> TASK PROMPT:
Pull out every line of the listing below that contains the word "dishwasher".

Records:
>> Start
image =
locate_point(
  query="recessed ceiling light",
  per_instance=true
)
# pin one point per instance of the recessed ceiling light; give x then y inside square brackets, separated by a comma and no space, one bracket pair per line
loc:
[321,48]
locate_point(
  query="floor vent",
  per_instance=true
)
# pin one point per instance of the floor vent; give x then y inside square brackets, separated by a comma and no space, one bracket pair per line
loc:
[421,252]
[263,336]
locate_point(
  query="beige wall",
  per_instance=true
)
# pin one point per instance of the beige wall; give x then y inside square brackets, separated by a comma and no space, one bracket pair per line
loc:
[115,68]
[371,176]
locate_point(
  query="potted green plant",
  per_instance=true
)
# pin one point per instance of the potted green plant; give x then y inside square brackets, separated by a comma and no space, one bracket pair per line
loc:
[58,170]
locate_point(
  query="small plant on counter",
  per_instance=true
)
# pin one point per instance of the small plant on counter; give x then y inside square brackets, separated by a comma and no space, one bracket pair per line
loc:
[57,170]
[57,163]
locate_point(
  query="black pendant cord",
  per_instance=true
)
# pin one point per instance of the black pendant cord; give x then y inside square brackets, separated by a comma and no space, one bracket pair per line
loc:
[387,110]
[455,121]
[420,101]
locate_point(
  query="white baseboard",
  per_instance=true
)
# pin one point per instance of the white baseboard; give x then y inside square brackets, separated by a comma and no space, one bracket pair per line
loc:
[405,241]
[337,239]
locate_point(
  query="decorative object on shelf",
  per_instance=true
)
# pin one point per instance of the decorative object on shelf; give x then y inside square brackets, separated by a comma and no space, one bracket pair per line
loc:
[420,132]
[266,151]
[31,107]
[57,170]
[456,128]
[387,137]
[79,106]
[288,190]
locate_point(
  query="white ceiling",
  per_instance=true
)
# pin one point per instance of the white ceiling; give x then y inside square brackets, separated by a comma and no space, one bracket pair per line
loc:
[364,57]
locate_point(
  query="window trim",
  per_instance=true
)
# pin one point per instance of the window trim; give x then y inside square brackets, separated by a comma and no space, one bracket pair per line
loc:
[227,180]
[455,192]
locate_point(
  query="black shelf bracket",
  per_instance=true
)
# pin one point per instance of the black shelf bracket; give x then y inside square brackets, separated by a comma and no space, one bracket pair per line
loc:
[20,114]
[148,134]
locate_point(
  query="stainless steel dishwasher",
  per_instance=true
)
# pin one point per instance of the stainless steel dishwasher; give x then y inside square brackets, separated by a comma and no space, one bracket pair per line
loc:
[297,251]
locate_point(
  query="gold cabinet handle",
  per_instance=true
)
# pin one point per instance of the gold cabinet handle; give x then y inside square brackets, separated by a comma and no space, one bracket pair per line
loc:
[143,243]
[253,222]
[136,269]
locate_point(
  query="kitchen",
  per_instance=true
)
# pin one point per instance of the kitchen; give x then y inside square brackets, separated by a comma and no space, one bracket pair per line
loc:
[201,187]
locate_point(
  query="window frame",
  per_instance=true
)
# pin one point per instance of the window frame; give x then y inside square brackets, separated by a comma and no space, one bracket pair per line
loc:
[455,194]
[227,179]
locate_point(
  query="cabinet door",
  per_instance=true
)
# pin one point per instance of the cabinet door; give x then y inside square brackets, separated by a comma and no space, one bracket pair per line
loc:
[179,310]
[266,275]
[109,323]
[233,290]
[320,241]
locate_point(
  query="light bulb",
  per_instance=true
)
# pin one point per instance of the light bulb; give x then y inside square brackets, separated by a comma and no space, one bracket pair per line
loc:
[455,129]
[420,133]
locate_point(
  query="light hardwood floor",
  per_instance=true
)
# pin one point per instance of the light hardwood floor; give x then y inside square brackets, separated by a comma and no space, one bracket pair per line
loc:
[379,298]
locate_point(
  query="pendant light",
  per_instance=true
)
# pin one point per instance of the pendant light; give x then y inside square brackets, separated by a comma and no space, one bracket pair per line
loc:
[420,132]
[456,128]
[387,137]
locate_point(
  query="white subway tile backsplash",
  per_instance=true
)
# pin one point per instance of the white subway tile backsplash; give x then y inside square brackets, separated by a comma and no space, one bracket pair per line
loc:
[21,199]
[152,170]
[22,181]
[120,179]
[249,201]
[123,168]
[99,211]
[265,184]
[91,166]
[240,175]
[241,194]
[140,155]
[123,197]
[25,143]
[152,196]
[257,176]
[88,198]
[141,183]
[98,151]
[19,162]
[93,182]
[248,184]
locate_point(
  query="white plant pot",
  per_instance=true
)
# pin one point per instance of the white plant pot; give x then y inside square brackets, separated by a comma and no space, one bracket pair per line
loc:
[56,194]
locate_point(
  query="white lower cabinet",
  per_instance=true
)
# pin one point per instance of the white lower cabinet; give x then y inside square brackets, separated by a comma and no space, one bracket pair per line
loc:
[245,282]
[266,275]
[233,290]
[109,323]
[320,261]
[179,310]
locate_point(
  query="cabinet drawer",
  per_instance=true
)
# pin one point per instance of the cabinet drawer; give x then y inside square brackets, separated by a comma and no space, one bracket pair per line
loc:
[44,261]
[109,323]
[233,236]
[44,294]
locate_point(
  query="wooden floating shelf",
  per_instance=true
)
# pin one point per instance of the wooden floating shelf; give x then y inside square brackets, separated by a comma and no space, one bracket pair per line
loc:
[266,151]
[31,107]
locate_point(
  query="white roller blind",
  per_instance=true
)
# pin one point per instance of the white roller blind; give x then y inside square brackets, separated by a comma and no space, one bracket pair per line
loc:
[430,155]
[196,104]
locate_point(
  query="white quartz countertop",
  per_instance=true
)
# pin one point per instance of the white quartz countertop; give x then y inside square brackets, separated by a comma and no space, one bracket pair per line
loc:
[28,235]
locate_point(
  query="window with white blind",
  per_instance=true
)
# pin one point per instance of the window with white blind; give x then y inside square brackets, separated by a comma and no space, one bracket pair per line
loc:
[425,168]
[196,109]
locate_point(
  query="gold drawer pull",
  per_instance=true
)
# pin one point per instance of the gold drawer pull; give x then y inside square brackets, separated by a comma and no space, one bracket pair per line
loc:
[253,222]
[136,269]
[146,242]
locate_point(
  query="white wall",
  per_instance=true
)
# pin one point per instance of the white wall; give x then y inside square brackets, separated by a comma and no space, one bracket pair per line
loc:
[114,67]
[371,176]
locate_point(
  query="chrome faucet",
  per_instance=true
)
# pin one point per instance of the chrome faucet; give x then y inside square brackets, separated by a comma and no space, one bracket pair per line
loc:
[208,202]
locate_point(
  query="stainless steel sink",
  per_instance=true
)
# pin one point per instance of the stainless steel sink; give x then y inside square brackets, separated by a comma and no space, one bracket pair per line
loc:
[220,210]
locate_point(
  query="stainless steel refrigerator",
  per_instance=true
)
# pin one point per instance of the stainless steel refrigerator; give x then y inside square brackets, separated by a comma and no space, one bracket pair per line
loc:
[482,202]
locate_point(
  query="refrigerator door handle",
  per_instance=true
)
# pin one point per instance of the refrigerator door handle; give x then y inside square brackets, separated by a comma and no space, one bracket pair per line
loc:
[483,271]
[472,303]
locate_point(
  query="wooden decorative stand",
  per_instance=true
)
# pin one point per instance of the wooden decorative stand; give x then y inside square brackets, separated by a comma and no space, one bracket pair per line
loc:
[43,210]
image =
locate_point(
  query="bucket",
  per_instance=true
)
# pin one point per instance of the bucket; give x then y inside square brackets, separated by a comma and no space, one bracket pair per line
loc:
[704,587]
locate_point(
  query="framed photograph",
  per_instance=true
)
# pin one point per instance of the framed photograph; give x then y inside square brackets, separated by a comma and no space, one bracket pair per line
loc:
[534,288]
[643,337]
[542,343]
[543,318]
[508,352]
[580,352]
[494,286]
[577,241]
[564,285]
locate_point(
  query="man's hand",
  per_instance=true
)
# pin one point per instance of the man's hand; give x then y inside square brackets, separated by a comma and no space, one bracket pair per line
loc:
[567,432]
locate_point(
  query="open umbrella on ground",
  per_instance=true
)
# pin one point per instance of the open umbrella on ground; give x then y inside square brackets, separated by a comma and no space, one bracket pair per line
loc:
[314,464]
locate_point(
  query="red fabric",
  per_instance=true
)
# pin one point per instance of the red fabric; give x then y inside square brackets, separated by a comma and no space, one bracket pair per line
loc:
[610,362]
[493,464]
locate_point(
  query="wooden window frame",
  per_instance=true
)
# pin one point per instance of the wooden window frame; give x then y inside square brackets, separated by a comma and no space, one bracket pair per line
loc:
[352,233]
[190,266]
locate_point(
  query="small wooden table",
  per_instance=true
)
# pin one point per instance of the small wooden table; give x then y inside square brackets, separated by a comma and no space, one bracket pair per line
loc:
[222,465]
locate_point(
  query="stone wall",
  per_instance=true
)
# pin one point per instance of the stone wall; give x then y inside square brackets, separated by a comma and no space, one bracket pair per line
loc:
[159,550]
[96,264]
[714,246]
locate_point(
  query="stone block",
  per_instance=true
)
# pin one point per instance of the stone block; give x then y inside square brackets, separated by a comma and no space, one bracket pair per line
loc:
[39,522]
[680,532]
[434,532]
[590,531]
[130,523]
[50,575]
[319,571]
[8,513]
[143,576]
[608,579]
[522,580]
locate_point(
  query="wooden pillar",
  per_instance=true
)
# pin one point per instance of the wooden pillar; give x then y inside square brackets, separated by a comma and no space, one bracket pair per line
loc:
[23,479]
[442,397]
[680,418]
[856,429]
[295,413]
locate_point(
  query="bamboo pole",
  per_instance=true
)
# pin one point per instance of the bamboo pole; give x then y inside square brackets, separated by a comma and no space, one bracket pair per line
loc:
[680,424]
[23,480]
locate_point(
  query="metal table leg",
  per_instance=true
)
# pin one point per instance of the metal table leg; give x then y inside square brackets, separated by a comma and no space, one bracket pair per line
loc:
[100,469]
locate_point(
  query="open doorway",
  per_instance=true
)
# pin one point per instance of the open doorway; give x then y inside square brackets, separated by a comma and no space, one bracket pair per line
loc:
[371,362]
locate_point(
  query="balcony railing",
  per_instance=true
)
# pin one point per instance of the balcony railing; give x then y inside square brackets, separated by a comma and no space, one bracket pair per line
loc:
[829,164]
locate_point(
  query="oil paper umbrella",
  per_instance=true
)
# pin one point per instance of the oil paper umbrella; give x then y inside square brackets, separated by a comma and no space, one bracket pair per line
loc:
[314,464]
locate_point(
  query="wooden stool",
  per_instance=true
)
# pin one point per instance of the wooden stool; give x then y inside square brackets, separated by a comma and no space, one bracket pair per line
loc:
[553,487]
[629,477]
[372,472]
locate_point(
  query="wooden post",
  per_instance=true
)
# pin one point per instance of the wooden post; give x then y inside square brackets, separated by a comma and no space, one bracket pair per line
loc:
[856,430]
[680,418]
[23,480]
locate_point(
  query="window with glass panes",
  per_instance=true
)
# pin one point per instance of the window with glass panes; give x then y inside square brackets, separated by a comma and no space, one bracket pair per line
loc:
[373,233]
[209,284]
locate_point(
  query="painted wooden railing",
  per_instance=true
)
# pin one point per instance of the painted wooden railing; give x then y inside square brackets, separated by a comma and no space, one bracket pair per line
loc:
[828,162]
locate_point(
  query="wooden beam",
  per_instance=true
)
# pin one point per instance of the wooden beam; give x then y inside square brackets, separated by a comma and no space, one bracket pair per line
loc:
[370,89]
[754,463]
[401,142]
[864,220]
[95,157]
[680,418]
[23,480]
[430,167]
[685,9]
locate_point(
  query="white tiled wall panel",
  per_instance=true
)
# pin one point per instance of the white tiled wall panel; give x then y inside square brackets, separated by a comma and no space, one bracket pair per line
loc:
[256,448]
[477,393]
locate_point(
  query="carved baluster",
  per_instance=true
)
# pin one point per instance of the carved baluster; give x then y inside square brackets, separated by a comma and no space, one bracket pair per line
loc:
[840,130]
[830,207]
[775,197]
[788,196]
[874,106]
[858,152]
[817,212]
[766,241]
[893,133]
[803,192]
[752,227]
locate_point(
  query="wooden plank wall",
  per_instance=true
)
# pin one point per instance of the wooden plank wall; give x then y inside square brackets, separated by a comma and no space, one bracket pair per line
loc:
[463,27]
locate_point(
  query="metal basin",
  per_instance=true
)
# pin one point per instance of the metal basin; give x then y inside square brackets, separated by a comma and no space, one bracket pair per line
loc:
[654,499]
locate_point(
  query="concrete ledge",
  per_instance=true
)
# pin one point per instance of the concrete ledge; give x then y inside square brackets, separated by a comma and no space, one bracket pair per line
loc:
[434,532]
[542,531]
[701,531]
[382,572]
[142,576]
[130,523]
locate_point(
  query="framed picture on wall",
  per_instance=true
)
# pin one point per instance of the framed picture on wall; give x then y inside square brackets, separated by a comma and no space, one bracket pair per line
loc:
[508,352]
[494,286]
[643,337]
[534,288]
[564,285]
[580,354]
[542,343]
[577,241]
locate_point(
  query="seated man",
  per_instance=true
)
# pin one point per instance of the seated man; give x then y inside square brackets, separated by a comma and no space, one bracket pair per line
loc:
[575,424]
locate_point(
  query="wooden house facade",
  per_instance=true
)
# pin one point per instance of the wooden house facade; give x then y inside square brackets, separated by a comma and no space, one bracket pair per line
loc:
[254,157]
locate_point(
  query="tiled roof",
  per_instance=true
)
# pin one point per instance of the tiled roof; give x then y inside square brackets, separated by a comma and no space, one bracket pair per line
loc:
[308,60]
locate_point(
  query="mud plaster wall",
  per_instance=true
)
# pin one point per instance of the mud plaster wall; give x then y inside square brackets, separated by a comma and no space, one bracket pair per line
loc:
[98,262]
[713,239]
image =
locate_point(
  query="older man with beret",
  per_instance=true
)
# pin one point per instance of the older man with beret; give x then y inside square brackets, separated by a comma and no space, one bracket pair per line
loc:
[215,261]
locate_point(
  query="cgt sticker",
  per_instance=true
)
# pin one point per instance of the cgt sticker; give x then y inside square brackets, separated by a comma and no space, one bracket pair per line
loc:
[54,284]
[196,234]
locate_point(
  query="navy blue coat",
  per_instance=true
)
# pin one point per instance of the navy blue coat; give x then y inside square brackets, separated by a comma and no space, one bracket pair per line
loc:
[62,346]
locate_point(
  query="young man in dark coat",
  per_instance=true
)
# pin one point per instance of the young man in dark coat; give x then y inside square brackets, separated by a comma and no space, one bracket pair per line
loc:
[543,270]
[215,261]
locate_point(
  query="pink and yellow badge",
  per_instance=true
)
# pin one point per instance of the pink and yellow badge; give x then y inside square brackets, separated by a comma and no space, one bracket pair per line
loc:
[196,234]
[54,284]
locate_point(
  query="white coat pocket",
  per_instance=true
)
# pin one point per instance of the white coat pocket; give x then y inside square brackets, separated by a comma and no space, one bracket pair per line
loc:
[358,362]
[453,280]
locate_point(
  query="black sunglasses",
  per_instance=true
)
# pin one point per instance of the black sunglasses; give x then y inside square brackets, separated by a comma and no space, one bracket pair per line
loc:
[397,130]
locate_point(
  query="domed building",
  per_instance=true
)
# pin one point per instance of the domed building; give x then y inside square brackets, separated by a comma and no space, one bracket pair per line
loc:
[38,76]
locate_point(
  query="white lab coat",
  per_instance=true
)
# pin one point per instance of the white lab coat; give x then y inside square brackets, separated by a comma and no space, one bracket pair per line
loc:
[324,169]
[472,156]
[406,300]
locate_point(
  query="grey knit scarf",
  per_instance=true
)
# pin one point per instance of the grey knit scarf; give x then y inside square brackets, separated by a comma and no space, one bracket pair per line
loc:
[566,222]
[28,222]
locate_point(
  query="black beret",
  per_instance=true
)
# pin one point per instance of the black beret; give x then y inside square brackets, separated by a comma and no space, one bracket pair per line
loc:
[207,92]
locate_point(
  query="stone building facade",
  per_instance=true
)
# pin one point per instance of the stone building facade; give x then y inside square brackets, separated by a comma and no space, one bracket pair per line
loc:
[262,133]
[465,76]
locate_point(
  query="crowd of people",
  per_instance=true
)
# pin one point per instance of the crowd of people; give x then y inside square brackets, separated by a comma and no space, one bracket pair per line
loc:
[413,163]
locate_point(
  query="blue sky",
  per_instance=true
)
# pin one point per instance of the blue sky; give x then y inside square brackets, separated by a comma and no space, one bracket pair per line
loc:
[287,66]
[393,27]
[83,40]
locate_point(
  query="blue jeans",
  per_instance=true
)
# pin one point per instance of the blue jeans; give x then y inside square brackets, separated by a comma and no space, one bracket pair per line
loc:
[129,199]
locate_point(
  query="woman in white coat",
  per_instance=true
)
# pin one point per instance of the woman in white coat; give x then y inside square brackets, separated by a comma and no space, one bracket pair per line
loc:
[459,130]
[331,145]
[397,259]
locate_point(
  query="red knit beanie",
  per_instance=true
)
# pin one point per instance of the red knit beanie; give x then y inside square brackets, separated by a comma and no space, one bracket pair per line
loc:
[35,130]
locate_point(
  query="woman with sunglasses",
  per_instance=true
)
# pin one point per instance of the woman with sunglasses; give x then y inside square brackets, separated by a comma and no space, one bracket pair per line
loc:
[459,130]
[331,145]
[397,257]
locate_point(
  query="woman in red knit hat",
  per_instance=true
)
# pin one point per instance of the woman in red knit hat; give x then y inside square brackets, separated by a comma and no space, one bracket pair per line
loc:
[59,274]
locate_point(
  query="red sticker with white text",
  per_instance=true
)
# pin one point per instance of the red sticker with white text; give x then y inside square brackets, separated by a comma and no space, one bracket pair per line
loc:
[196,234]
>> End
> OUTPUT OF THE EXERCISE:
  query="stainless steel dishwasher",
# pin one point per instance of the stainless steel dishwasher; give x then y inside square brackets, separated by a comma and no space, one bracket pair per line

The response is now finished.